Can you find each line in the records that contains the word "every", matching case exactly, and copy those lines out in full?

# Items start

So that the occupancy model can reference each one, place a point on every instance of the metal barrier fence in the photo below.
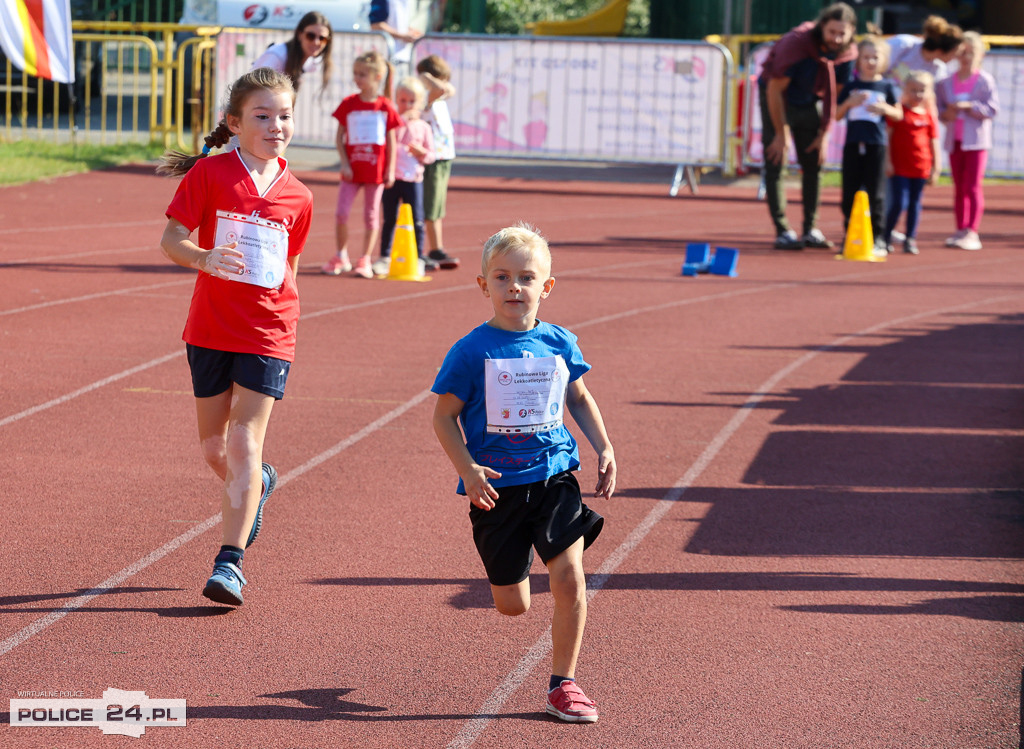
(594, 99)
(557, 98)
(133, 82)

# Items end
# Items start

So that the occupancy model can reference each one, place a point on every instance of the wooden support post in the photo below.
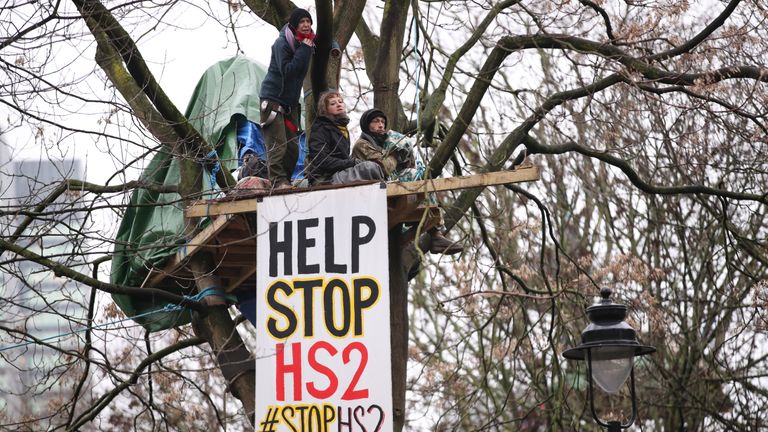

# Items end
# Items start

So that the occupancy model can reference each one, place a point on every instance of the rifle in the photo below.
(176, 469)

# Items end

• [Answer to this task]
So that the occupancy model can reference each one, place a point on every instance of the metal barrier fence in the photo below.
So that the occupancy model can reference each one, place a point on every instance of the wooden support post in the photo below.
So that the occupancy model can reference each one, place a point on every instance of the rifle in the photo below.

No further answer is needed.